More by concidence than design, public television has back-to-back essays on sublime and ridiculous human endeavor tonight, and both programs are as pleasureable as they are admirable: "Alexander's Bachtime Band," at 9, and "La, La, Making It in L.A.," at 10, on Channel 26 and other public TV stations.

It's hard to imagine two more divergent ways of skinning cats. "Alexander's Bachtime Band" is an hour of performance and rehearsal by a group of 66 gifted young musicians who earned the right to travel to New York for the December holidays and play together as a concert orchestra at Carnegie Hall under the direction of Alexander Schneider.

"La La," another in the thoroughly priaseworthy though erratically scheduled "Nonfiction Television" programs from New York's Channel 13, is a hip, flip, manic and depressive look at 55 very outgoing introspectors who came to the pop culture capital of the United States hoping to make it big with a capital L and a capital A.

Filmmakers Caroline Mouris and Frank Mouris simply sat each of these hopefuls against a white background and let them talk to the camera about themselves, which in most cases couldn't have requiried even a moment's coaxing. The interviews are intercut so that someone is always interrupting someone else, and yet the film never loses coherence or direction. Occasionally the whole thing is interrupted for montages of still photos accompanied by Clyde Lieberman and Gail Lopata songs about the city of the padded shoulders.

A montgage of L.A. license plates, for instnace, dissolves from "MR WARM" to "MRS ILL" to the appropriate and succinct, "MADNESS."

Most of the hopefuls are young and appear to have modeled themselves after models; they are a this type or a that type. But gray-haired Lenore Woodward says she started her acting career at the age of 57 because "there aren't that many old dolls working." When a producer tried to get even her on a casting couch, she recalls, she laughed.

Entries shown:
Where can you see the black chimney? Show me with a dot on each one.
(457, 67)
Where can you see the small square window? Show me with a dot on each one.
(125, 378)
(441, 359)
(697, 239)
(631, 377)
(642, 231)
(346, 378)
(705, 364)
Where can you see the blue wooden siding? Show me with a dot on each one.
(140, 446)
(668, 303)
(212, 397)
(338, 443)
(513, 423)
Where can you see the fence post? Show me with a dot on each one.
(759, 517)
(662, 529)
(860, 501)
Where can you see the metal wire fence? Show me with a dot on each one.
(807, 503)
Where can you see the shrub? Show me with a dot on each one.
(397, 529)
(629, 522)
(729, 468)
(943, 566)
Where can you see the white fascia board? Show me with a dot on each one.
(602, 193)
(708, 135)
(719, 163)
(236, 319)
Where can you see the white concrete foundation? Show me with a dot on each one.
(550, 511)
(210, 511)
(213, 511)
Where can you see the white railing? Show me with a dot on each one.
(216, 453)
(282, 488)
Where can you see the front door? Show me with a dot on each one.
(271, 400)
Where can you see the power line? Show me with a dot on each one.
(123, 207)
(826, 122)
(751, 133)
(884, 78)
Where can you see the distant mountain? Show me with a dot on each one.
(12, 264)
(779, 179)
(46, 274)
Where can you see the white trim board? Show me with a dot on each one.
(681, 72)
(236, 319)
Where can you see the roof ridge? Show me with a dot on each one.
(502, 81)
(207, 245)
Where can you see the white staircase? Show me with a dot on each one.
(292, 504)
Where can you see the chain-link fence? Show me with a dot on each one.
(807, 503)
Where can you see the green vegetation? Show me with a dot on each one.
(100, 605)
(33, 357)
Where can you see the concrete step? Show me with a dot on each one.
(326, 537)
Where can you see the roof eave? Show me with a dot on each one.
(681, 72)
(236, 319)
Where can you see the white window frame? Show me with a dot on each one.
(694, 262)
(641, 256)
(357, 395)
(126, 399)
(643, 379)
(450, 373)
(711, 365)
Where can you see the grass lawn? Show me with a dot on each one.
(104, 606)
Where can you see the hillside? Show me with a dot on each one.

Problem details: From the television review above, please pull out the stretch from "More by concidence" through "of Alexander Schneider.", copying it word for word.

Correct response:
More by concidence than design, public television has back-to-back essays on sublime and ridiculous human endeavor tonight, and both programs are as pleasureable as they are admirable: "Alexander's Bachtime Band," at 9, and "La, La, Making It in L.A.," at 10, on Channel 26 and other public TV stations.

It's hard to imagine two more divergent ways of skinning cats. "Alexander's Bachtime Band" is an hour of performance and rehearsal by a group of 66 gifted young musicians who earned the right to travel to New York for the December holidays and play together as a concert orchestra at Carnegie Hall under the direction of Alexander Schneider.